Supplied entries
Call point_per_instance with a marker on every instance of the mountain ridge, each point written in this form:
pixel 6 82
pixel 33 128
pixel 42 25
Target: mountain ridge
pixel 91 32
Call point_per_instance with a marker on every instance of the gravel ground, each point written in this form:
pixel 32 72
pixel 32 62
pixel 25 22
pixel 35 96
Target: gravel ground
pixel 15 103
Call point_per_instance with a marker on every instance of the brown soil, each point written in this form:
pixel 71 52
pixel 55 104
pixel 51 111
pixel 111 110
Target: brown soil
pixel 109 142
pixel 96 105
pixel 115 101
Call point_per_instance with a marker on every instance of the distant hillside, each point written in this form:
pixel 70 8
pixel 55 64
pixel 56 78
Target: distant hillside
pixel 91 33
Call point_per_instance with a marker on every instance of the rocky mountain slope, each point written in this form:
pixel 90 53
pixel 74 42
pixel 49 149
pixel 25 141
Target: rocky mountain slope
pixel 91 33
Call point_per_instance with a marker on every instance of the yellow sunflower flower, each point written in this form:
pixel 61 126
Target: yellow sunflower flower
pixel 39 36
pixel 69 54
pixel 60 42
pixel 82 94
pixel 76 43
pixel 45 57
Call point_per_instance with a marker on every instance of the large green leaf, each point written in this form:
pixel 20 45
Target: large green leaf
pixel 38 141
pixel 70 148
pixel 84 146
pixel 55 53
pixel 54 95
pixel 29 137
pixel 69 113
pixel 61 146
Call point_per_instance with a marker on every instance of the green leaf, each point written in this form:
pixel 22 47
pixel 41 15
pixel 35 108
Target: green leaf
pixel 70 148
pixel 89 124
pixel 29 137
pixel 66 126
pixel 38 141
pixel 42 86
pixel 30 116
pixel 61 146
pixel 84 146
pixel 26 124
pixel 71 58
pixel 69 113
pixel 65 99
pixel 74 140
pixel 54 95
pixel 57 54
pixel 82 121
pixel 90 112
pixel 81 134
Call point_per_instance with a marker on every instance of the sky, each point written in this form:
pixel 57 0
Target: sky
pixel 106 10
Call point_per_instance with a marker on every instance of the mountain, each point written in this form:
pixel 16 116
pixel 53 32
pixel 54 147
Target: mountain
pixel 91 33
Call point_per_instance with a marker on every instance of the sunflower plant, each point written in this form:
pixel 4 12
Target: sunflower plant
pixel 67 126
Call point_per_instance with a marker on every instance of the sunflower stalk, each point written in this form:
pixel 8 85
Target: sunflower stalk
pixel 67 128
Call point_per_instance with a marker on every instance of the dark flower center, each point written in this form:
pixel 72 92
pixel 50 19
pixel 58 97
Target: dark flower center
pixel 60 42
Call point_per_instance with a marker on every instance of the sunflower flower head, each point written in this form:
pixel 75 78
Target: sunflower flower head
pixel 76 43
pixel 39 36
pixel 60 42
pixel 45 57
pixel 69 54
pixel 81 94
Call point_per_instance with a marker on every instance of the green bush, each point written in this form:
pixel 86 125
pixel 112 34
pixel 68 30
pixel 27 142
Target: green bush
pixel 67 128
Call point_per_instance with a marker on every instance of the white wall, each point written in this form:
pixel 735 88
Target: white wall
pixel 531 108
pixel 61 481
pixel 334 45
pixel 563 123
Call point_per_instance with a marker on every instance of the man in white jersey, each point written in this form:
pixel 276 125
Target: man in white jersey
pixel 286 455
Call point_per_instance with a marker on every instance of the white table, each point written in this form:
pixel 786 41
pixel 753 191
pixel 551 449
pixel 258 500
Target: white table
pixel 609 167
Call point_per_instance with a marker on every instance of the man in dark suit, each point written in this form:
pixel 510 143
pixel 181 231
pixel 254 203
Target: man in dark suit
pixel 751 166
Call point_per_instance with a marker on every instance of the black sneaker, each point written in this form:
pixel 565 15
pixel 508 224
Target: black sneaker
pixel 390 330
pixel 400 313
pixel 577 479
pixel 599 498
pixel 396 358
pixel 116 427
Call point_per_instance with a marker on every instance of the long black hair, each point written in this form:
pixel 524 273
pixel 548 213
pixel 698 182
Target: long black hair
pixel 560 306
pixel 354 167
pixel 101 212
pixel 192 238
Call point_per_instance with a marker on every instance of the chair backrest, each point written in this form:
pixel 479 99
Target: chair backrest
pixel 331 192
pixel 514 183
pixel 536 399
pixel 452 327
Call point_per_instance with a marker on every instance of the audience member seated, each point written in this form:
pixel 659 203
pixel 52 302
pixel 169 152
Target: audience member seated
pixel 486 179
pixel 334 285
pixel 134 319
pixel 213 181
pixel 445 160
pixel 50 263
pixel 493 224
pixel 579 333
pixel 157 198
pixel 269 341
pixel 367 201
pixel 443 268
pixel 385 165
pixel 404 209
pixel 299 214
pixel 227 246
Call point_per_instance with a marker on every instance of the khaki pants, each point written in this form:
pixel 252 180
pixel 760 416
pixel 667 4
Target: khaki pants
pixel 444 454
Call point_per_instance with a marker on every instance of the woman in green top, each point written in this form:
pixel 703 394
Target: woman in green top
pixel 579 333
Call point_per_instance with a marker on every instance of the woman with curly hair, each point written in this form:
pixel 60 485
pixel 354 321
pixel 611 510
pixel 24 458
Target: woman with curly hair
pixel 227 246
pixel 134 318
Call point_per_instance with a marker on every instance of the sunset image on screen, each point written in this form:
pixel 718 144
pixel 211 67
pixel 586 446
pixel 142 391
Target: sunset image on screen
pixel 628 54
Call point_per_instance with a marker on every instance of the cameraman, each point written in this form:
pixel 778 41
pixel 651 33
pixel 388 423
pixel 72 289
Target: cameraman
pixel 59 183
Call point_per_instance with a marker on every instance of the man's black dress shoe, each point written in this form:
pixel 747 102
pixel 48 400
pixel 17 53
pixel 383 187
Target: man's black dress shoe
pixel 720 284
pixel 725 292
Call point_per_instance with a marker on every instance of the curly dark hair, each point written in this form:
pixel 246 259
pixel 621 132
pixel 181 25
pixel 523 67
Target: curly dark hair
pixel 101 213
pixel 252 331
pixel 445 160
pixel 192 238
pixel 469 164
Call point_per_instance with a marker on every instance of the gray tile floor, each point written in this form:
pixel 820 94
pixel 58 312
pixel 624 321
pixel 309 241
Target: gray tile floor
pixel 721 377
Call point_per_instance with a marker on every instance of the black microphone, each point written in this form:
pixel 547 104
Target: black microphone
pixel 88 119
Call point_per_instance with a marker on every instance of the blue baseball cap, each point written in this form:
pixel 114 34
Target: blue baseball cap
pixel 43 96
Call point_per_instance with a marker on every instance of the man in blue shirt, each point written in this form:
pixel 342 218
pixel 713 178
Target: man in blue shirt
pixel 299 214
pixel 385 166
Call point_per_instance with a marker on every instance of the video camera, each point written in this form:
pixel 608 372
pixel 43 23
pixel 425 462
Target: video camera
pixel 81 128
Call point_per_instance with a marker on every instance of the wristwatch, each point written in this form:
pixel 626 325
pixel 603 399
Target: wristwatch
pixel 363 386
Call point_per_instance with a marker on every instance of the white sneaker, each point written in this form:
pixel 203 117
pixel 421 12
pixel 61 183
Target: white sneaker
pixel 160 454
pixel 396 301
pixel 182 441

What you will do
Transcribe each line of the data above, unaltered, from the one where "pixel 181 231" appears to the one where "pixel 508 224" appears, inclusive of both.

Reply to the exercise
pixel 181 231
pixel 254 203
Target: man in dark suit
pixel 751 166
Call point_per_instance with a marker on every instance of the black sneaker, each point written in this form:
pixel 565 15
pixel 508 224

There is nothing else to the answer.